───── Quoted passage ─────

Building my own coding agent (and why)
July 5, 2026I’m building a coding agent. It’s called ker. And right now it doesn’t do much: it lets you send a prompt to an OpenAI model and receive a response. Not a lot. But I’ve managed to build the foundation that will let me expand it with the features I think are necessary.
Today, ker is a daemon and a bare-bones agent. No loop, no tools, no sessions, no TUI. A daemon keeps the conversation alive; a lightweight client talks to it over HTTP and SSE. The idea is that multiple clients can connect to the same session, and that a TUI is simply another client. This is ker’s philosophy.
Why am I building yet another coding agent in 2026? Well, first of all, because it’s fun and it lets me learn. I already consider that a very good reason. Besides, I’m not happy with the current state of coding agents. I haven’t tried them all (Claude Code is the one I use the most), but I have enough experience to know what annoys me.

─────

» **Task item**:
Continue the post about building the ker coding agent from its final sentence, in the same first-person voice.

───── Given information ─────

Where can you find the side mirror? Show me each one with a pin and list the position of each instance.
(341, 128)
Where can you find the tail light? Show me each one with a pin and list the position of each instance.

─────

» **Answer area**:
The thing I can least tolerate is building a good workflow for myself, only to have it regularly broken by a new update. It’s natural, and desirable, to update your way of working if that brings benefits. But it’s completely unacceptable when it happens because of a totally useless feature. Not to mention the fact that the willingness to respect backward compatibility has been lost, as has the willingness to introduce a feature as something optional rather than enabled by default.
What I need is a tool that aspires to be good, stable software, and that takes as its model the great software of the past, more or less recent, that made stability one of its main qualities. A good tool must improve, fix bugs, and add useful features. But it should do so with respect for the people who use it, with rare and justified breaking changes. That’s what I want ker to be.
I’ll try, one piece at a time, and I’ll try to write here about how it goes.